What is required: Rewrite the entries below, starting with the line that contains "Locate the black" and going on through the end of the entries, with every "Target" changed to "Label" and nothing else altered. Return only those lines.
# START OF Data supplied
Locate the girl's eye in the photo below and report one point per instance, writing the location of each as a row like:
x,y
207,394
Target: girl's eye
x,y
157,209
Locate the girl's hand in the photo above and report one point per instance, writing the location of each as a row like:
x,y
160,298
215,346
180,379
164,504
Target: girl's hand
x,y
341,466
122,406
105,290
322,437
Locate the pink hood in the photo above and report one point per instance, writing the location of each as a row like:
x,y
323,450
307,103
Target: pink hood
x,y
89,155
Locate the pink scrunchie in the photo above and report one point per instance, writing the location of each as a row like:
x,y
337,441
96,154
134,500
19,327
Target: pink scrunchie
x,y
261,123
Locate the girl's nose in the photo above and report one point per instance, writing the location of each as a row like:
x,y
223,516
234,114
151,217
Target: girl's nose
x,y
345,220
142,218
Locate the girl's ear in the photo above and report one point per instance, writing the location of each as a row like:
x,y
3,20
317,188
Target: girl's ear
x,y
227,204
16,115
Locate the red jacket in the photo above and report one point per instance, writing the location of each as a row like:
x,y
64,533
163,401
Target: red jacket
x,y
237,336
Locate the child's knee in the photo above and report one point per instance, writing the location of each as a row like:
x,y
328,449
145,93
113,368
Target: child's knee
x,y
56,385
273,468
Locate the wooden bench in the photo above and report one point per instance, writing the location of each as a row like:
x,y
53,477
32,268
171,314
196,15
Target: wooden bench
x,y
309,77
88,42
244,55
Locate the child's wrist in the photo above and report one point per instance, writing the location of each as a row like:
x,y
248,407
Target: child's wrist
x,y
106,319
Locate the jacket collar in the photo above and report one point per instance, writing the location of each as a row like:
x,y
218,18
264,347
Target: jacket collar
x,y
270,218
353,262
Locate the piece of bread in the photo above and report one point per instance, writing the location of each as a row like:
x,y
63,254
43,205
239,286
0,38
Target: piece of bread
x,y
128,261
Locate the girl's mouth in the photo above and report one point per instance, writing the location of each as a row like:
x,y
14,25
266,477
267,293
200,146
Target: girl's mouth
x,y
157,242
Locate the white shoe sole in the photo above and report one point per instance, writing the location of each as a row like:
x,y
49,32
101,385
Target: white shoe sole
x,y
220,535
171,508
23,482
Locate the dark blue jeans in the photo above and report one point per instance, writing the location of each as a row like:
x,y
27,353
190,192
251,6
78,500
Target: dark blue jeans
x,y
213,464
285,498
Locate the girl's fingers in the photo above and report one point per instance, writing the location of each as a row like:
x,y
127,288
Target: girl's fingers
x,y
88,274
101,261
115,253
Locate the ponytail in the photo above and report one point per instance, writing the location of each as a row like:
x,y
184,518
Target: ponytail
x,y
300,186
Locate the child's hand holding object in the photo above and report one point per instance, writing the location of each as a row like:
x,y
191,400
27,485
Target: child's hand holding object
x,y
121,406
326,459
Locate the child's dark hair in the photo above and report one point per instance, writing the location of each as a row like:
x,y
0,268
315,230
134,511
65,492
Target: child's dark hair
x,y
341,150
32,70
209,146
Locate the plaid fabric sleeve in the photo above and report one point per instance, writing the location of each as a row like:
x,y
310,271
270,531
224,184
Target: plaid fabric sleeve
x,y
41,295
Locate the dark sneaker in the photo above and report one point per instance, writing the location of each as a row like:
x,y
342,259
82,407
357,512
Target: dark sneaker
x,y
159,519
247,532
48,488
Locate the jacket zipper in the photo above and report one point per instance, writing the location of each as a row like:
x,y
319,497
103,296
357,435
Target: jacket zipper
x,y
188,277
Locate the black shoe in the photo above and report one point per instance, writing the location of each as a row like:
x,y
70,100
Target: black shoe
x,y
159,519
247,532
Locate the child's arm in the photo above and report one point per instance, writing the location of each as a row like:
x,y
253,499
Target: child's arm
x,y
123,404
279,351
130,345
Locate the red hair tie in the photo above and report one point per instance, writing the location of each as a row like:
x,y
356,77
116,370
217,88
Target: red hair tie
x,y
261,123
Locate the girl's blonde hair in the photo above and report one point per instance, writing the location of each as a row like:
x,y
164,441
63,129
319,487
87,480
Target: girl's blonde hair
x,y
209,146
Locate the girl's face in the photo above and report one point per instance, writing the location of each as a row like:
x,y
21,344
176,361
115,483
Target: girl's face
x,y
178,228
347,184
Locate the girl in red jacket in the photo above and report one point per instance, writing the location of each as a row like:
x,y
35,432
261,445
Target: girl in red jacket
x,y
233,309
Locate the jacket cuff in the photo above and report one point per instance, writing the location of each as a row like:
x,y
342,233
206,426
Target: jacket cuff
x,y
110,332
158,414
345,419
# END OF Data supplied
Result:
Locate the black shoe in the photo above and report one point per instance, writing the location of each as a row like:
x,y
70,100
Label: black shoe
x,y
159,519
247,532
Locate the child's arm in the photo above and report one point per instance, writing the location of each as a row like:
x,y
253,499
Label: child's arm
x,y
123,404
279,351
130,345
Locate the red hair tie in the photo above and report one point per instance, writing the location of each as a row like:
x,y
356,77
116,370
217,88
Label: red hair tie
x,y
261,123
Locate the girl's blonde hair in the photo above and report one point per instance, writing the location of each as a row like:
x,y
164,441
63,129
319,487
87,480
Label: girl's blonde hair
x,y
209,146
Locate the girl's face in the photo above and report one point per instance, writing the location of each as a row like:
x,y
21,344
176,361
115,483
Label: girl's face
x,y
178,228
347,184
Locate the girl in red jacket in the photo above and report one point per instance, writing the location of each as a row like:
x,y
35,432
261,445
Label: girl in red jacket
x,y
233,309
Locate the jacket cuff in the photo above and report one point per instance, writing the location of each as a row like:
x,y
342,233
206,426
Label: jacket cuff
x,y
110,332
158,414
345,419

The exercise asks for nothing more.